Begin

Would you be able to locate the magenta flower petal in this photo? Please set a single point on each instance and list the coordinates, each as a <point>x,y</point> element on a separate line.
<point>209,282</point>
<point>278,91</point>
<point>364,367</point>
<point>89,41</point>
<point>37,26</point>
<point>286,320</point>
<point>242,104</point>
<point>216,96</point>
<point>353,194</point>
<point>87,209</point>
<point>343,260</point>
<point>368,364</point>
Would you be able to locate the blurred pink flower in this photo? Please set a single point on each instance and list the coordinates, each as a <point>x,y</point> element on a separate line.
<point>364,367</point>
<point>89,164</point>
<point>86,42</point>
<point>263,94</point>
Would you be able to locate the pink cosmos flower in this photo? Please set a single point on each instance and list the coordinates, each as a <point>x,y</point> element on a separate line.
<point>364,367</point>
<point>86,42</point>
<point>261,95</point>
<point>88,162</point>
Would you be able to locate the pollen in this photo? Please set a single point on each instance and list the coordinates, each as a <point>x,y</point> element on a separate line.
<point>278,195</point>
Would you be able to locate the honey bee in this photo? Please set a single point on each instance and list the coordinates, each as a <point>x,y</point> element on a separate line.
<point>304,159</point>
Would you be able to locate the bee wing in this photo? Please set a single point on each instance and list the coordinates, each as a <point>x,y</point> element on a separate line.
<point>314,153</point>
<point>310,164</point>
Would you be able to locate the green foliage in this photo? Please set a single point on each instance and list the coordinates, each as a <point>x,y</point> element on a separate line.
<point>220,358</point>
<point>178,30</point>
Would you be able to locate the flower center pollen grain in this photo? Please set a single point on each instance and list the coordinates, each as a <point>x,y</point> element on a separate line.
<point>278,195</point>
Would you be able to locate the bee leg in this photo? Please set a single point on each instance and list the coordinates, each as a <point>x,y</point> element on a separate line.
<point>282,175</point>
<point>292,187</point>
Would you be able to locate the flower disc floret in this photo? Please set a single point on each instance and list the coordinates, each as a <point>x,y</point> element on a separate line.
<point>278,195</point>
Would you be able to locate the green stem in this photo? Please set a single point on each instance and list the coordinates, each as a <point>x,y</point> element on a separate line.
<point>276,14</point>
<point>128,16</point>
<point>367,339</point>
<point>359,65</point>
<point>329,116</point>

End

**To do**
Could you lay out every line of the records above as a Markdown table with the columns "No." and "Content," numbering the rows in order and leaving out any blank lines?

**Solution to the problem**
| No. | Content |
|---|---|
| 1 | Would you be able to locate the magenta flower petal in this photo? Please set a single point on each instance and list the coordinates, each as a <point>x,y</point> element on a separate line. |
| 2 | <point>209,282</point> |
| 3 | <point>278,91</point> |
| 4 | <point>364,367</point> |
| 5 | <point>89,41</point> |
| 6 | <point>37,26</point> |
| 7 | <point>286,320</point> |
| 8 | <point>242,104</point> |
| 9 | <point>216,96</point> |
| 10 | <point>353,194</point> |
| 11 | <point>87,209</point> |
| 12 | <point>343,260</point> |
| 13 | <point>368,364</point> |
| 14 | Would you be able to locate the blurred pink flower in this photo? Please set a single point on each instance and list the coordinates, each as a <point>x,y</point> element on a separate line. |
| 15 | <point>364,367</point> |
| 16 | <point>89,164</point> |
| 17 | <point>86,42</point> |
| 18 | <point>263,94</point> |
| 19 | Would you be able to locate the pink cosmos flower in this photo? Please set a single point on each instance and list the coordinates, each as a <point>x,y</point> element on a separate line. |
| 20 | <point>364,367</point> |
| 21 | <point>86,42</point> |
| 22 | <point>261,95</point> |
| 23 | <point>88,162</point> |
| 24 | Would you be able to locate the pollen in this photo? Please set a single point on each instance and list the coordinates, each as a <point>x,y</point> element on a separate line. |
| 25 | <point>278,195</point> |
| 26 | Would you be able to locate the honey bee in this photo? Please set a single point on each instance and list the coordinates, each as a <point>x,y</point> element on a separate line. |
| 27 | <point>304,159</point> |
| 28 | Would you be able to locate the bee wing in this photo? Please set a single point on each instance and list the coordinates, each as a <point>x,y</point> element on a separate line. |
| 29 | <point>314,153</point> |
| 30 | <point>310,164</point> |
| 31 | Would you be able to locate the green foliage in this photo? Please set a single point on each instance and list the coordinates, each as a <point>x,y</point> element on a separate line. |
| 32 | <point>220,358</point> |
| 33 | <point>178,30</point> |
| 34 | Would you be able to locate the flower center pollen grain in this photo? Please set a single point on each instance and list the coordinates, each as a <point>x,y</point> element on a separate line. |
| 35 | <point>278,195</point> |
| 36 | Would you be able to locate the bee leg in this photo? Please set a single point on each instance and list the coordinates, each as a <point>x,y</point> element on a separate line. |
| 37 | <point>282,175</point> |
| 38 | <point>292,187</point> |
| 39 | Would you be able to locate the flower disc floret in this photo? Please set a single point on each instance and list the coordinates, each as a <point>x,y</point> element on a separate line. |
| 40 | <point>278,195</point> |
| 41 | Would you be able to locate the green stem in this photo? Please set a single point on each instance and list the coordinates, each as a <point>x,y</point> element on a separate line. |
| 42 | <point>276,14</point> |
| 43 | <point>128,16</point> |
| 44 | <point>367,339</point> |
| 45 | <point>359,65</point> |
| 46 | <point>329,116</point> |